━━ Testo da analizzare

Alla disperata ricerca di una cura

Come spesso fanno i genitori disperati in casi come questi, Nicola e Ian iniziano a cercare su internet qualsiasi informazione sulla malattia. Scoprono che in Italia, all’Istituto San Raffaele-Telethon di Milano, un trattamento sperimentale chiamato terapia genica ha dato risultati promettenti quando effettuato prima della comparsa dei sintomi: nell’estate precedente, i risultati pubblicati su "Science" hanno fatto il giro del mondo, ripresi anche da testate internazionali come la BBC. I ricercatori italiani hanno usato addirittura l’HIV come virus di partenza per costruire il vettore in grado di trasferire nelle cellule dei pazienti una versione sana del gene difettoso!

I genitori capiscono che quella è l’unica possibilità per salvare Joe, ancora asintomatico. Il 5 dicembre del 2014, qualche mese dopo la diagnosi, arriva un regalo di Natale insperato: il bambino viene sottoposto alla terapia genica. È un regalo dolceamaro: per Connie, che è già sintomatica, non è possibile fare lo stesso, perché la terapia non sarebbe in grado di fermare la malattia. Ian e Nicola provano emozioni contrastanti, la speranza per uno e il desiderio di fare il possibile per l’altra, grazie alla fisioterapia e agli altri trattamenti palliativi. «All’SR-Tiget abbiano trovato personale molto esperto sotto tutti gli aspetti, una seconda famiglia in tutto e per tutto».

━━━━

→ Problemi da risolvere
**1.** Nel testo sulla terapia genica, in quale data Joe viene sottoposto al trattamento?
**2.** Continua il testo sulla terapia genica a partire dall'ultima frase riportata.

━━ Dati forniti

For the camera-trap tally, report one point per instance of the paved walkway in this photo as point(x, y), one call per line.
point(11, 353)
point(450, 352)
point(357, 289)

━━━━

→ Risposte ai compiti
**1.** Il 5 dicembre 2014.

**2.**
La terapia per Joe funziona

Nonostante sia solo un bambino, Joe mostra una maturità fuori dal comune nell’affrontare un percorso di cura così complesso. La terapia genica messa a punto dai ricercatori Telethon per la MLD prevede infatti il prelievo delle cellule staminali ematopoietiche dal midollo osseo, una chemioterapia per far posto a queste cellule una volta che sono state messe a contatto con il vettore terapeutico e un lungo periodo di isolamento in attesa che l’organismo si riprenda. E poi controlli periodici in Italia, per verificare che la terapia stia funzionando.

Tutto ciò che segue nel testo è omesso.